» CONJUNTO DE DATOS:
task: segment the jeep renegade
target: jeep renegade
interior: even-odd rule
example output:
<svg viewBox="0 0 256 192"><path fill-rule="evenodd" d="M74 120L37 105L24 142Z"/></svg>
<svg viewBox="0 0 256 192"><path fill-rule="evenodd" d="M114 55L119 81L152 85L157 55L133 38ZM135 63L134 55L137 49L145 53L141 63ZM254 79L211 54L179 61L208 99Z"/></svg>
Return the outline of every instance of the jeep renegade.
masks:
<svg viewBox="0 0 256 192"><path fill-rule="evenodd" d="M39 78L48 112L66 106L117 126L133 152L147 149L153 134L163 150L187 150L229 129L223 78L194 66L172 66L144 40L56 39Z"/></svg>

» TU OBJETIVO: Determina cuántas líneas de los datos contienen la cadena "evenodd", distinguiendo entre mayúsculas y minúsculas. Responde solo con el número.

» RESPUESTA ESPERADA: 3